▸ Task objective:
Reproduce the lines below from the one that contains "Objective — for every instance of the yellow" through the end, inclusive, and add nothing.
________________________
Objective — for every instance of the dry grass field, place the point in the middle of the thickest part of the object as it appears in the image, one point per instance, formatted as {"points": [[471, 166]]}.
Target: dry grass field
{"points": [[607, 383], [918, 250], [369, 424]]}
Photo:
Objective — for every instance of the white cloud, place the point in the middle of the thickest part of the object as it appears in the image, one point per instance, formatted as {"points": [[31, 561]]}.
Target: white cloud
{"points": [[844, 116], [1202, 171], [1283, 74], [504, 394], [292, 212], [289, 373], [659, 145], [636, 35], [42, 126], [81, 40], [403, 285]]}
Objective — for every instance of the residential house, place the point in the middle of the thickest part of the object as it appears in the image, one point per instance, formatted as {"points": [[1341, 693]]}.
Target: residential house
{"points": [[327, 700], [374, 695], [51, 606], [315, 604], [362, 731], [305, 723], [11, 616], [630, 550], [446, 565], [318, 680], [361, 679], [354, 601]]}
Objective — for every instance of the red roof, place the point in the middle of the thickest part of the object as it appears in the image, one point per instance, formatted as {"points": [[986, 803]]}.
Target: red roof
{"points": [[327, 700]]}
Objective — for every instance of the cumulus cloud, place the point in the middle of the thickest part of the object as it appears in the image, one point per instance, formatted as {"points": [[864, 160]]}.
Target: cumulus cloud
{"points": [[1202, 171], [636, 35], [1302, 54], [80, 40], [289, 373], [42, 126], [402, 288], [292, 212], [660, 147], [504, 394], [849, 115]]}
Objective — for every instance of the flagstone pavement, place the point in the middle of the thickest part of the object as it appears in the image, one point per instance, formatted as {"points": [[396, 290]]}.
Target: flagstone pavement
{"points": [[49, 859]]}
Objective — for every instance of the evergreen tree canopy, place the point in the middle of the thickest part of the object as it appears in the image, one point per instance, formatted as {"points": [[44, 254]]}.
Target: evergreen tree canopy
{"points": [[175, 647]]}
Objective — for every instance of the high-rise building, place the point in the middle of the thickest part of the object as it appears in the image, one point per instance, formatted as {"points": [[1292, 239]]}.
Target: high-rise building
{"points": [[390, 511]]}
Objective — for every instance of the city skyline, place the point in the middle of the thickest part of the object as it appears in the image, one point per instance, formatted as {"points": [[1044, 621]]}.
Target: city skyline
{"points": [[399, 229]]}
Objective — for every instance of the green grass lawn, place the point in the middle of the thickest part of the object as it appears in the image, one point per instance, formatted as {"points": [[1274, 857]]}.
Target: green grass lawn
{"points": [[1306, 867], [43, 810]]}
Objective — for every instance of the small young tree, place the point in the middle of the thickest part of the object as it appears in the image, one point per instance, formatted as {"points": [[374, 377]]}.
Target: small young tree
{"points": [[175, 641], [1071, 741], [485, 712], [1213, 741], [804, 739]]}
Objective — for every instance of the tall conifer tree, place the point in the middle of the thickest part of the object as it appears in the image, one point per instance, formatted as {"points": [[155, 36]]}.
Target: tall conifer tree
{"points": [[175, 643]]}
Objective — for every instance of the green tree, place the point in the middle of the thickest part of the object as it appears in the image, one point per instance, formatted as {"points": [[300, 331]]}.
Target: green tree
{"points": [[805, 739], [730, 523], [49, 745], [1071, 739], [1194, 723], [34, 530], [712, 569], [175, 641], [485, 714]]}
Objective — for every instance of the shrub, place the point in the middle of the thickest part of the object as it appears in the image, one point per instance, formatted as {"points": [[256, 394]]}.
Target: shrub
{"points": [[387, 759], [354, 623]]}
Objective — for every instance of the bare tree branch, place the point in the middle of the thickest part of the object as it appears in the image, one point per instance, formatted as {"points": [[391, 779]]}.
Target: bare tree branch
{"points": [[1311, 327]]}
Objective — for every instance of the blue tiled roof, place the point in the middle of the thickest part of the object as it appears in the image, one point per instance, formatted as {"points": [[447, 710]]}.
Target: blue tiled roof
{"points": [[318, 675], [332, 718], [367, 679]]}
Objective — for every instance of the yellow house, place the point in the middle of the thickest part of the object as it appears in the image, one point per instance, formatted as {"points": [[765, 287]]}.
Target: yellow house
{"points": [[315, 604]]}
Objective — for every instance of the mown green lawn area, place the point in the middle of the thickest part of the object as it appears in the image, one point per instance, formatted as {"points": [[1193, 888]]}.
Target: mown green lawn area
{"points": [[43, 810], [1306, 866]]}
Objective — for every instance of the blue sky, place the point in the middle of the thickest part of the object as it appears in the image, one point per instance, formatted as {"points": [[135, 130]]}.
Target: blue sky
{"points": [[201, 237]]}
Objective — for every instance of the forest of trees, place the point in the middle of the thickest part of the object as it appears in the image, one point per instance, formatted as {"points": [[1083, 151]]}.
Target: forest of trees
________________________
▸ Result for this task:
Objective — for every instance of the yellow house, place the point in the middle of the thickest part of the object as it appears in the image, one point per instance, formatted as {"points": [[765, 287]]}.
Target: yellow house
{"points": [[315, 604]]}
Objective — for every instance of the mown green lawn area, place the point in the middle of the thickest part of the object as it appears in the image, one point per instance, formatted as {"points": [[1193, 888]]}.
Target: mown green lawn area
{"points": [[43, 810], [1306, 866]]}
Objective — for every instance of the blue sky, place the point in the middle of the thickest part of the object as it appears in the image, one point per instance, formatted as {"points": [[135, 130]]}.
Target: blue sky
{"points": [[201, 237]]}
Objective — for every instance of the forest of trees, place the point in the middle of the thickest part of the object as it appears in the image, one point per instance, formatted as {"points": [[1083, 151]]}.
Target: forest of trees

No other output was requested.